● Problem
Pictures excluded, copy every record that follows exactly as it appears.

● Excerpted records
== Segment start ==

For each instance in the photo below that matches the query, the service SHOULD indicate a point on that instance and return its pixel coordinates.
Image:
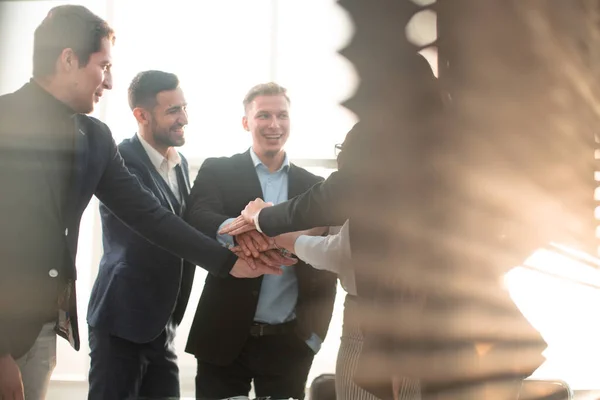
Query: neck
(58, 91)
(272, 160)
(149, 138)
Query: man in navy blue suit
(136, 303)
(53, 159)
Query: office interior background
(219, 49)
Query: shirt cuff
(314, 342)
(256, 224)
(225, 239)
(301, 247)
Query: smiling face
(267, 119)
(169, 118)
(89, 82)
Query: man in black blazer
(53, 159)
(141, 291)
(274, 326)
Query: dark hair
(68, 27)
(264, 89)
(147, 84)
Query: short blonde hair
(264, 89)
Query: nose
(107, 82)
(183, 118)
(274, 123)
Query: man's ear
(141, 116)
(67, 61)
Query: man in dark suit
(275, 326)
(136, 303)
(427, 303)
(53, 159)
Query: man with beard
(263, 330)
(141, 291)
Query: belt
(259, 329)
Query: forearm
(322, 205)
(4, 341)
(287, 241)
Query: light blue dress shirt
(278, 293)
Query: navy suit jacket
(31, 229)
(140, 285)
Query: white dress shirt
(330, 253)
(164, 166)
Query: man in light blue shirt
(266, 331)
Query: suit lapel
(249, 177)
(159, 182)
(296, 184)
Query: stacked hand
(258, 254)
(245, 222)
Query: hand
(241, 269)
(245, 222)
(271, 257)
(11, 384)
(252, 243)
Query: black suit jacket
(226, 309)
(31, 230)
(140, 285)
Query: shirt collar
(173, 158)
(285, 166)
(52, 103)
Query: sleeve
(125, 197)
(4, 341)
(321, 205)
(330, 253)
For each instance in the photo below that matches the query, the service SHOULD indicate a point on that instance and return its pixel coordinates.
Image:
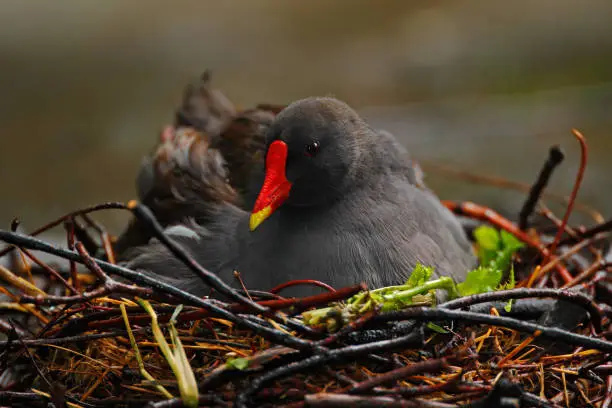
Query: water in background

== Segment end ==

● Answer
For each instance in the photo below that matches the query, the service SHOULD indicate a point on that instance and return its pixel coordinates.
Image:
Query: neck
(58, 91)
(272, 160)
(149, 138)
Query: man in navy blue suit
(136, 303)
(53, 159)
Query: office interior background
(219, 49)
Query: shirt cuff
(314, 342)
(256, 224)
(225, 239)
(301, 247)
Query: smiling face
(267, 119)
(169, 118)
(89, 82)
Query: man in black blazer
(53, 159)
(141, 291)
(274, 326)
Query: dark hair
(68, 27)
(264, 89)
(147, 84)
Query: short blonde hair
(264, 89)
Query: nose
(107, 82)
(183, 118)
(274, 123)
Query: man's ear
(141, 116)
(67, 61)
Query: man in dark suit
(275, 326)
(136, 303)
(427, 303)
(53, 159)
Query: man with beard
(263, 330)
(141, 291)
Query: belt
(259, 329)
Query: forearm
(322, 205)
(4, 341)
(287, 241)
Query: light blue dress shirt
(278, 293)
Query: navy suit jacket
(31, 229)
(140, 285)
Query: white dress shirt
(330, 253)
(164, 166)
Query: man in light blue shirt
(266, 331)
Query: suit lapel
(249, 177)
(159, 182)
(296, 184)
Query: stacked hand
(258, 254)
(245, 222)
Query: hand
(241, 269)
(245, 222)
(271, 257)
(11, 384)
(252, 243)
Query: black suit jacket
(226, 309)
(31, 230)
(140, 285)
Query: shirt collar
(173, 158)
(285, 166)
(52, 103)
Query: sleeve
(125, 197)
(4, 341)
(321, 205)
(330, 253)
For each instance in the photo below that matches the query, the service SHOULD indicate a point on that instance and return its pixel coordinates.
Image:
Query: water in background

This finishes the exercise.